Please restate the listing below in full, word for word.

++++++++

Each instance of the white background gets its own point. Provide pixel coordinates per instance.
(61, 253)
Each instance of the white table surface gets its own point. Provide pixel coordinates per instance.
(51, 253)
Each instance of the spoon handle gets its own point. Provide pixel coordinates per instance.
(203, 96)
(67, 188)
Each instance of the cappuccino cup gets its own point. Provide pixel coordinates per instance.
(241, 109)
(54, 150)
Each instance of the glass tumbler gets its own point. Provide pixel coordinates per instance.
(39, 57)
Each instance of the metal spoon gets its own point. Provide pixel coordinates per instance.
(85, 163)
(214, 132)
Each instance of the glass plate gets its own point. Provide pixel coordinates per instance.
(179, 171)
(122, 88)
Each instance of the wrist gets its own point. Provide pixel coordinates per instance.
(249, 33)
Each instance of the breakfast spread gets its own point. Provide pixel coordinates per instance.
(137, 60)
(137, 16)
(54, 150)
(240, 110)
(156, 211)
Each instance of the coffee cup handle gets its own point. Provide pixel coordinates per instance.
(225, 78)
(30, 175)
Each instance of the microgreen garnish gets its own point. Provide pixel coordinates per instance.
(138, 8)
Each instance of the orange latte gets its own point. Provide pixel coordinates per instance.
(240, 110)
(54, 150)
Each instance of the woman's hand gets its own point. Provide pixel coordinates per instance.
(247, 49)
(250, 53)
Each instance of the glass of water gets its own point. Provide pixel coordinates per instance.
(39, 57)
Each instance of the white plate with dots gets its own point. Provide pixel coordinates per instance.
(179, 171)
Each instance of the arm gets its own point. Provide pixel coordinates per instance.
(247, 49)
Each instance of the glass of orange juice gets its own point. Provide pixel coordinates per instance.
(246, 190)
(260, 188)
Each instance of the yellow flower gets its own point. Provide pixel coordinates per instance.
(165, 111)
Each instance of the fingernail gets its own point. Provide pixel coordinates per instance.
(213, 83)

++++++++

_Completed task_
Each instance of the white background gets its own point. Provide pixel coordinates per instance.
(61, 253)
Each instance of the white table surface gets its own point. Provide pixel coordinates per instance.
(51, 253)
Each instance of the spoon handle gets its own point. Provide pixel coordinates per instance.
(203, 96)
(67, 188)
Each instance of the cappuccino cup gets its own point. Provide pixel coordinates per instance.
(241, 109)
(54, 150)
Each instance of the glass tumbler gets its own point. Provide pixel coordinates per instance.
(39, 57)
Each instance of the metal spoon gets its own point. Provide pixel coordinates per instance.
(85, 163)
(214, 132)
Each instance of the glass plate gets its own point. Provide pixel coordinates per instance.
(179, 171)
(122, 88)
Each instance of the wrist gets its own point. Provide pixel coordinates per instance.
(249, 33)
Each instance of the breakfast spread gets its own point. Provide pixel coordinates per instance.
(137, 60)
(137, 16)
(54, 150)
(240, 110)
(156, 211)
Each instance of the coffee cup handle gets its own point. Provide pixel coordinates per instance.
(225, 78)
(30, 175)
Each instance of the microgreen garnish gets its own point. Provide pixel coordinates per instance.
(138, 8)
Each instance of the orange latte gets its own point. Provide pixel coordinates per instance.
(240, 110)
(54, 150)
Each instance of the woman's hand gets its own point. Provide pixel coordinates per instance.
(247, 49)
(250, 53)
Each instance of the glass of water gets its own point. Provide pixel coordinates per instance.
(39, 57)
Each instance of the white plate with dots gets its own point. Provide pixel coordinates per instance.
(179, 171)
Each instance of the arm gets its own point. Provide pixel coordinates per instance.
(247, 49)
Each instance of the glass of orange juice gets its own point. Provide pixel coordinates per instance.
(246, 190)
(260, 188)
Each instance of the yellow flower gets its own point. Provide pixel coordinates per instance.
(165, 111)
Each instance of the fingernail gets its own point. Provide pixel coordinates per instance.
(213, 83)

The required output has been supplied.